**YOUR INSTRUCTIONS:**
Print each record below character for character.

● ● ●

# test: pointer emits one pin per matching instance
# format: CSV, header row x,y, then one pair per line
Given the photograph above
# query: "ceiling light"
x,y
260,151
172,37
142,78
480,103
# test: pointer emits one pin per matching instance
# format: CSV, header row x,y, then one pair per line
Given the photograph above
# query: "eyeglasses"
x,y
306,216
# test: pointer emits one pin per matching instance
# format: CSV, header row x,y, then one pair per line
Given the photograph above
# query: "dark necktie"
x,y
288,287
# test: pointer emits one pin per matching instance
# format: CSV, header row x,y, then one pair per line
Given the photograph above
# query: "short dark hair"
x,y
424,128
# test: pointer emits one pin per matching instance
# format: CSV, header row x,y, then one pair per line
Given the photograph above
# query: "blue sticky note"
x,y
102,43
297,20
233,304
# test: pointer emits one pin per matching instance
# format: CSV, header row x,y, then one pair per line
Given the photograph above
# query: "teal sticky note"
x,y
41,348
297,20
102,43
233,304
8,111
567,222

● ● ●

**RESPONSE:**
# test: pointer emits one pin per matching instance
# format: CSV, header row x,y, then one pair per line
Given the photograph above
# query: "ceiling light"
x,y
260,151
172,37
142,78
480,103
# test: pointer emits one pin per matching instance
# format: CSV, header row x,y, then one pair per line
Given the photograph above
# query: "eyeglasses"
x,y
306,216
# test: pointer emits one pin per matching instance
# format: CSV, header row x,y, then one pair per line
Given the photograph above
# query: "dark necktie"
x,y
288,287
# test: pointer emits one pin per matching instance
# format: CSV, header row x,y, then one pair per line
Given the photograph above
# query: "short dark hair"
x,y
424,128
# test: pointer emits one pin per matching instance
# format: CSV, header row x,y, then one pair per line
Given the photograph above
# query: "blue sticky note"
x,y
102,43
297,20
233,304
# test: pointer emits one pin per matching instance
# format: CSV, header row x,y, then one pair per line
Given the photograph above
# query: "teal sticky note"
x,y
41,348
297,20
102,43
233,304
8,111
567,222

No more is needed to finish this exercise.